◆ PROVIDED DATA:
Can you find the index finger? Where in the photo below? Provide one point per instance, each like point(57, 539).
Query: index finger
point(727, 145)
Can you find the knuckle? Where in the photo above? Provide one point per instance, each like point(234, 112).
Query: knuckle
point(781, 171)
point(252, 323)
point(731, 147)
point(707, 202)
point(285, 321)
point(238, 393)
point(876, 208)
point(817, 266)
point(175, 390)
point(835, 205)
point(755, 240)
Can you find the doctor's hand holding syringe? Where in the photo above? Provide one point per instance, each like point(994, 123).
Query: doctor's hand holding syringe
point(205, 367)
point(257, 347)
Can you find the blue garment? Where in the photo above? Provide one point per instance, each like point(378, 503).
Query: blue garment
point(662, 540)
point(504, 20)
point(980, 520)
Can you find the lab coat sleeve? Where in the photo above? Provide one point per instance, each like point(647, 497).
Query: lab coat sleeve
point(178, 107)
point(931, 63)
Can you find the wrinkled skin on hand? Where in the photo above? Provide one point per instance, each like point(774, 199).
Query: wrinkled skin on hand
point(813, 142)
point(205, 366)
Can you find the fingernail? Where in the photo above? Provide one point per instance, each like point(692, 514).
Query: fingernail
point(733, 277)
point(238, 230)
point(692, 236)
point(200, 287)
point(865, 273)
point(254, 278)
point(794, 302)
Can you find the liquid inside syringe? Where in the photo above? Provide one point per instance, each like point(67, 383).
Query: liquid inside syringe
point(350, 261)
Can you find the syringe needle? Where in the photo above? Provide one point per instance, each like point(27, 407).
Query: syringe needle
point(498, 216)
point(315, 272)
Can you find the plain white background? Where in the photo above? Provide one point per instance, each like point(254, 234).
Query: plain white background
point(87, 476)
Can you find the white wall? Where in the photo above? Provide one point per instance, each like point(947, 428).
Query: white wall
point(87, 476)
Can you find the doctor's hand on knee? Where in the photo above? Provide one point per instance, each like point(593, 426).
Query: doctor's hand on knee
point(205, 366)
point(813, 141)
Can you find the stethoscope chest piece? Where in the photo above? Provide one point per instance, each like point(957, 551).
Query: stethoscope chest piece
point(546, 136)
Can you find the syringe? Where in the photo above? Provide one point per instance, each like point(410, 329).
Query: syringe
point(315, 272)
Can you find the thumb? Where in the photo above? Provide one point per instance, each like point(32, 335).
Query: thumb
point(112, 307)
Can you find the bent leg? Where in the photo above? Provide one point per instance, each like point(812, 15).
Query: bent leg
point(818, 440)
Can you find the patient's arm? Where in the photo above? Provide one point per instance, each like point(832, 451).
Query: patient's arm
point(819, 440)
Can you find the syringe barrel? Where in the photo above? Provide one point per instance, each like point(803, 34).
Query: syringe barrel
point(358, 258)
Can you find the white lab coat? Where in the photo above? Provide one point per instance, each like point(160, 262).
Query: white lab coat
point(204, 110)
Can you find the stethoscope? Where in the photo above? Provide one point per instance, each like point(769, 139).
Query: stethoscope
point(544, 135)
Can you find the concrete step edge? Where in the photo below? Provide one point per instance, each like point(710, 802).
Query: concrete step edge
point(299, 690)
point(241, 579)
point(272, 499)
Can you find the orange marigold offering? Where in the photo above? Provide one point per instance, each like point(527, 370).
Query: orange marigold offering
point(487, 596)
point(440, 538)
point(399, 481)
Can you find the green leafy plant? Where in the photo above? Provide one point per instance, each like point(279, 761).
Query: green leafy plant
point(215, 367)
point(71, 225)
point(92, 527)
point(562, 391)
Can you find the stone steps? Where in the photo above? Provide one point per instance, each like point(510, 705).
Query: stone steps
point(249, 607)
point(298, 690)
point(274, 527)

◆ WHAT YOU NEED TO DO:
Please give an exact copy of the entries above, from the line with "Can you find the white lab" down to the line with "Can you find the orange", inclusive, and nothing else.

◆ WRITTEN ANSWER:
Can you find the white lab coat? Where in the photo above? Provide one point per instance, each like point(160, 262).
Query: white lab coat
point(204, 110)
Can you find the stethoscope? Where in the photo above? Provide one point per instance, each like point(769, 139).
Query: stethoscope
point(544, 135)
Can you find the concrete step edge? Where in the photo below? Provide one point per instance, each like point(710, 802).
Query: concrete step edge
point(299, 690)
point(241, 579)
point(272, 499)
Can you find the orange marigold offering? Where in the photo above? Provide one point per instance, each like point(527, 370).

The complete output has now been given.